━━━ TEXT SEGMENT ━━━

“He must increase, but I must decrease.”
John 3:30
We are drenched to saturation in a narrative of the self.
From primary school onwards, the messaging begins:
You are special. You are unique. Be whoever you want to be. Express yourself. Live your dream. Be the hero/ine of your story. Speak your truth. Create your identity. Fulfil your desires. You do you.
So entrenched is this story among us that we both find it hard to see, and have believed it to be the pathway to flourishing (or, in biblical language, to salvation). In our minds and hearts, we suck in the notion that happiness is found in a world where we are at the centre — our rights, our desires, our self-expression, our choices. Much therapy, self-help advice, life hacks, lifestyle gurus, thousands of books, podcasts, memes, and quotes, all uphold and celebrate this basic centrality of the self. We have built (or attempted to build) our rickety Western morality upon this very basis.
And our souls are crumbling.1
John the Baptist today points us in the way. In seven words he turns our cultural narrative inside out:
He must increase, but I must decrease.
John the Baptist has been a big name. He’s had a huge following, with speculative wonderings about just how significant his identity is for God's people. He’s built a following and a platform. In the thoughts of many people, he has become the centre of the story.
And yet, John knew something different. He knew that his life and his ministry and his identity and his purpose were found not in the promotion of himself, but the promotion of Another. He knew that his fullness did not come in his endless increase, but that his significance was found in decrease. He knew that freedom was found in surrender and security was found not in self-actualisation, but self-denial. He knew that the upward road leads downwards, and that the doorway to the Kingdom is found in the floor, and that you find your life by losing it. John is the first celebrity religious leader of the New Testament, and yet he models for us a radically different way that the ancients have repeatedly called humility.
This cuts to the heart of our culture. This cuts to the heart of how we view leadership, celebrity, influence and significance. And it cuts to the heart of our very wellbeing, flourishing, and life. For so often, when we feel fearful, when we feel insignificant, when we feel insecure and forgotten and overlooked and unimportant, those ideals of our culture make us start grasping for the promotion of ourselves. The fear of insignificance makes us start grabbing for a plastic version of significance in the shouty narcissism of the wounded ego. St Augustine told us that sin was, in essence, incurvatus in se — ‘a life turned inwards on itself.’ We live in an incurvatus society. John shows us the way out.
He must increase, but I must decrease.

━━━ PROVIDED DATA ━━━

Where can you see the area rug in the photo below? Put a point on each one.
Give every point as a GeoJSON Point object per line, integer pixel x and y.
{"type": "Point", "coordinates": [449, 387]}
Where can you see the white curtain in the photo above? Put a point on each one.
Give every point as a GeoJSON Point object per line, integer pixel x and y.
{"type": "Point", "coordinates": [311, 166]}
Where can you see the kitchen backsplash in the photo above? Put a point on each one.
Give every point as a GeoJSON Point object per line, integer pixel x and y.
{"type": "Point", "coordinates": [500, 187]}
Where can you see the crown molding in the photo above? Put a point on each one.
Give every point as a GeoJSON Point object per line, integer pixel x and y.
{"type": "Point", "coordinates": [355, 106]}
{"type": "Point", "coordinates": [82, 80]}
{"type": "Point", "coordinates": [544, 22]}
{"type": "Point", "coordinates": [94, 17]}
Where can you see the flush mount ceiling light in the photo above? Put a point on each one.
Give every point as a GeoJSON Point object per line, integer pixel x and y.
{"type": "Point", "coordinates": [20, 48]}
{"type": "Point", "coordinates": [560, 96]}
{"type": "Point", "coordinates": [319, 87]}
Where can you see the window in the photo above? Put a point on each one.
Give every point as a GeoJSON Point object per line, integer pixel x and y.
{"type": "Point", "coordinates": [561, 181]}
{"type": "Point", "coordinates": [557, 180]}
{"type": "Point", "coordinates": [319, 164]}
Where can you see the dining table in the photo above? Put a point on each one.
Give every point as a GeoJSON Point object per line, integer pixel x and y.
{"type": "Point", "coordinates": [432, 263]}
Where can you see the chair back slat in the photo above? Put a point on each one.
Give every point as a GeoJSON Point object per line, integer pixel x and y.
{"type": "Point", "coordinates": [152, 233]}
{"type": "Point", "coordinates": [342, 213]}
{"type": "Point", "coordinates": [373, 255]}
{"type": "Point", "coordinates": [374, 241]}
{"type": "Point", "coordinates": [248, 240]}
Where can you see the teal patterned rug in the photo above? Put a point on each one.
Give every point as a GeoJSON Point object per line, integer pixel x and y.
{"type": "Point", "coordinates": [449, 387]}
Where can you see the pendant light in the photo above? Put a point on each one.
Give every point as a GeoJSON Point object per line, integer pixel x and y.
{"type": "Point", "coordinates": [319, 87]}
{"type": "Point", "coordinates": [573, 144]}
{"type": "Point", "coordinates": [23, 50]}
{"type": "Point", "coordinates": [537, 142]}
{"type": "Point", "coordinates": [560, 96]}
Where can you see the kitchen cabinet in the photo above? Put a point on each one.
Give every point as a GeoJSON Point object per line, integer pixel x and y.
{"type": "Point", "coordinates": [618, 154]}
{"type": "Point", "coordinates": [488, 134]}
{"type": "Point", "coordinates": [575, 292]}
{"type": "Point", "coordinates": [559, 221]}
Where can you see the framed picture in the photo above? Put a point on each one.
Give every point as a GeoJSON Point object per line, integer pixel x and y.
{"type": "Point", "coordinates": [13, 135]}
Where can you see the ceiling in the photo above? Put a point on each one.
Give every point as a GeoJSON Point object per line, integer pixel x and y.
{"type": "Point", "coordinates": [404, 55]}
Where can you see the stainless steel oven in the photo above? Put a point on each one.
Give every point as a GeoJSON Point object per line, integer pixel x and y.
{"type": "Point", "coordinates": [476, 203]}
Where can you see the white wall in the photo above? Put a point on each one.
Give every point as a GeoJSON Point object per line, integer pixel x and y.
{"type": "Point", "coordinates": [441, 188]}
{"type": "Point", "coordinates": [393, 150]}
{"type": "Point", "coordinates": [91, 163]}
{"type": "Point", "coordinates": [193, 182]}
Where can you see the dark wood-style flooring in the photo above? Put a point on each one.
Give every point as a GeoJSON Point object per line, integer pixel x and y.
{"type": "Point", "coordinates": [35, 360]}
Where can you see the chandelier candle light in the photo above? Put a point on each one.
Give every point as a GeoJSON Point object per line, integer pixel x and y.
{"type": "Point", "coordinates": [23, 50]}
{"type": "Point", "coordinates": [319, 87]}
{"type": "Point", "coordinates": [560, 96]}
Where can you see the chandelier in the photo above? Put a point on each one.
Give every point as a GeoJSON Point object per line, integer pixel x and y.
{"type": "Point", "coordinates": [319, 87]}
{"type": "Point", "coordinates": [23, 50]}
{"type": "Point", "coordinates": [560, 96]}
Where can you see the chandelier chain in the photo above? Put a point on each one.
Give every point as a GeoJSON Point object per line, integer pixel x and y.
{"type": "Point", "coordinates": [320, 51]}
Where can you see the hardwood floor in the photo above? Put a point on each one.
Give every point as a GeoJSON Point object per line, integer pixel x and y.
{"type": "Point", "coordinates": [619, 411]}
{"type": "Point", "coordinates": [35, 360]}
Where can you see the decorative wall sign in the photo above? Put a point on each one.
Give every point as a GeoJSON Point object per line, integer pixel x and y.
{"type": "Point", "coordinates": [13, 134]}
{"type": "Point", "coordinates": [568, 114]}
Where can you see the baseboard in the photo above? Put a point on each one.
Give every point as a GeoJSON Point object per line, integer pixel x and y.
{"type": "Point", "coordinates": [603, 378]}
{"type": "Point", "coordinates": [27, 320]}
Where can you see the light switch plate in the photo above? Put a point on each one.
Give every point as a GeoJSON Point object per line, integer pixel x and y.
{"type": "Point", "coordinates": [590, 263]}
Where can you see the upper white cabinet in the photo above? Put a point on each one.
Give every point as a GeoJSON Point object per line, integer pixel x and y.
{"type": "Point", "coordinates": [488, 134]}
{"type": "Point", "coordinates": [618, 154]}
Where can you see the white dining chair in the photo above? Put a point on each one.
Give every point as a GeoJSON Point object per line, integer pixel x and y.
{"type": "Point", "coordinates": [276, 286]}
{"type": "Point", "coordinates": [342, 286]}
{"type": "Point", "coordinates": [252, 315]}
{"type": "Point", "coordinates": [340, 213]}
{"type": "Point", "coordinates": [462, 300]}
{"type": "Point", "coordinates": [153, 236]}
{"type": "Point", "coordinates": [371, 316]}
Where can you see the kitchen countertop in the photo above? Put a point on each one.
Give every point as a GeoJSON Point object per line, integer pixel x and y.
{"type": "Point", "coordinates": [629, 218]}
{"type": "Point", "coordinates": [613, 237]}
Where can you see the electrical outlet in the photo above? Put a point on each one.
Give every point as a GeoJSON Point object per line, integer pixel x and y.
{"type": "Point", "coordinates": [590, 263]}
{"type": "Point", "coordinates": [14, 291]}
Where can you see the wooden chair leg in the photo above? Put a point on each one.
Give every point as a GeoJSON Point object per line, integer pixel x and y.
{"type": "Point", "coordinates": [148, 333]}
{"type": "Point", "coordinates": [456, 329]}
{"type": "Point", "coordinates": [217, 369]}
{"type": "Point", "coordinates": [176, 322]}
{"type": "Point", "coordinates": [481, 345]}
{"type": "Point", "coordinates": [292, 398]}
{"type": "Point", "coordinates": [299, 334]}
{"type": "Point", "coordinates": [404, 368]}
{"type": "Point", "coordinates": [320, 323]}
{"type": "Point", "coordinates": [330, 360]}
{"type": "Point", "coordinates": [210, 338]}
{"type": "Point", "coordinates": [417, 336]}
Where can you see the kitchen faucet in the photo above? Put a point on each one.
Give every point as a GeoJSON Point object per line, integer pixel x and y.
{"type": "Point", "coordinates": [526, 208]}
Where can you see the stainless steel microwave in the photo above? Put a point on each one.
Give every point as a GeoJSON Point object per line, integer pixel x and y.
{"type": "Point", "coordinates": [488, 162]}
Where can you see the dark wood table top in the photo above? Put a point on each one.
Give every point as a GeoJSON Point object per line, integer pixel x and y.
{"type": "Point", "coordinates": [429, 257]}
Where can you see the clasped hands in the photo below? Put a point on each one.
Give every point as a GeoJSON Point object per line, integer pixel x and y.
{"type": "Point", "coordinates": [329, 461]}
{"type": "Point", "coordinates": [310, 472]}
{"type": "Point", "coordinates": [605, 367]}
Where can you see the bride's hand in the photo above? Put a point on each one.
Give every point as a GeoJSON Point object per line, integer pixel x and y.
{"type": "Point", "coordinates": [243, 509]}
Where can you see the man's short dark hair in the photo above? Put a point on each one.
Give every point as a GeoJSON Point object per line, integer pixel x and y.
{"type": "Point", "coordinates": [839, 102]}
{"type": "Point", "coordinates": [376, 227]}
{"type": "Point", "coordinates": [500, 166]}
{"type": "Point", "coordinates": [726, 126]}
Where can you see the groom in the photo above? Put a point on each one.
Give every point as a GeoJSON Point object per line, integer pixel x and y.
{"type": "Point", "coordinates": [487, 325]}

━━━

- **TASK LIST**
[1] In the reflection on John 3:30, what did St Augustine say sin was, in essence?
[2] Pick up the reflection on John 3:30 right after its final line and continue it.
The items play no part in this work.

- **REPLIES**
[1] He called it incurvatus in se, "a life turned inwards on itself."

[2]
Friends, true life and security and joy and peace is found in a different way. True purpose is found in a different way. The answer to so many of our insecurities, vanities, anxieties, and the crushing pressure of endless self-promotion is not in a greater focus upon the self, but a greater focus upon the Saviour. It is only when our eyes, when our hearts, when our purpose, when our fullness, turns consistency and radically and daily to Him, that we find our truest freedom.
Reflect:
In my heart: Where can I decrease? Where can He increase?
Pray:
Lord Jesus,
Where my focus has become
Me
Help me to decrease.
Liberate me from the obsession with my
Self;
Heal me from the flawed solutions of
Self-actualisation.
Save me from the false ideologies
That my salvation is found in my anxious endeavours of increase.
Lord Jesus,
Let my focus become
You:
Your cause;
Your words;
Your agenda;
Your glory—
That I may decrease,
Unto your increase,
In the eternal liberty of
Self-forgetfulness
And a life turned back outwards to
You.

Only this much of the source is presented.